• **Problem**: Start at the line with "Where can you see the motorcycle rear" in the records below, stop at the line with "Where can you see the license", and return every line in that span exactly, the two end lines included.

※

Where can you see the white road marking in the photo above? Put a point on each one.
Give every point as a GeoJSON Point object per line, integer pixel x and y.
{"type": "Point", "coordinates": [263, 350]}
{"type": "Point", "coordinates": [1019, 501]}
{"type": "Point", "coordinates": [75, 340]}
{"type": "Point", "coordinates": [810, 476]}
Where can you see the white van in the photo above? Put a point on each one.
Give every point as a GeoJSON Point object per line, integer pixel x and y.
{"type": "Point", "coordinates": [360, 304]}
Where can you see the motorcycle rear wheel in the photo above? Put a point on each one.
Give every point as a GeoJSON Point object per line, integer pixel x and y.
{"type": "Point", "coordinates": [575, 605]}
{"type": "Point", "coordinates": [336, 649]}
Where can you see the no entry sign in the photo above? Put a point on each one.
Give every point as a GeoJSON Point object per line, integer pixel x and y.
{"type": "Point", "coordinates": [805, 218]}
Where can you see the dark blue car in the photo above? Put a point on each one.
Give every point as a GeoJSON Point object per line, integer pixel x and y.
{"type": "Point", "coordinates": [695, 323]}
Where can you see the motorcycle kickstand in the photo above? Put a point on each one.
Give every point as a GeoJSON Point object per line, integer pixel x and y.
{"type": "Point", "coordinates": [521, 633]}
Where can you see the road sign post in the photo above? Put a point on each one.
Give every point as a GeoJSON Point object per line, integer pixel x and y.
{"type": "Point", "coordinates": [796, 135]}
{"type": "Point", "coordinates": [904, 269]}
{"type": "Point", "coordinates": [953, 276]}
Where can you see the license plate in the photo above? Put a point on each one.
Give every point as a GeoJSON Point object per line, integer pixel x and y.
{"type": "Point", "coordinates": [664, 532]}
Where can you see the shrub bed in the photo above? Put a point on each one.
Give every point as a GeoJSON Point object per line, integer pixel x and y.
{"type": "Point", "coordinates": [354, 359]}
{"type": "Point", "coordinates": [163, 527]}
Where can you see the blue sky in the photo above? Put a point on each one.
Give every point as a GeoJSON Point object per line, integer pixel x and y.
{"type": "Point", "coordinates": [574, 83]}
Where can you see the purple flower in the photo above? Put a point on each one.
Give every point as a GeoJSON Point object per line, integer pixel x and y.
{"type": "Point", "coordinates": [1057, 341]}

※

• **Solution to this exercise**:
Where can you see the motorcycle rear wheel in the photo above? Put a point on each one.
Give every point as a GeoJSON Point object per line, integer pixel x and y.
{"type": "Point", "coordinates": [575, 605]}
{"type": "Point", "coordinates": [336, 649]}
Where can you see the no entry sign in the photo above? Put a point on each one.
Give every point as a GeoJSON Point object per line, integer pixel x and y.
{"type": "Point", "coordinates": [805, 218]}
Where can you see the dark blue car in the photo above? Put a point on each one.
Give every point as a GeoJSON Point object per line, integer pixel x and y.
{"type": "Point", "coordinates": [695, 323]}
Where can you see the motorcycle kickstand in the photo above? Put a point on each one.
Give every point as a GeoJSON Point object per line, integer pixel x and y.
{"type": "Point", "coordinates": [521, 633]}
Where can you see the road sign post in the photo above? Put a point on each one.
Give every point as a GeoJSON Point object per line, integer pixel x and y.
{"type": "Point", "coordinates": [796, 135]}
{"type": "Point", "coordinates": [904, 269]}
{"type": "Point", "coordinates": [953, 276]}
Where can you see the license plate in the photo above? Put a point on each one.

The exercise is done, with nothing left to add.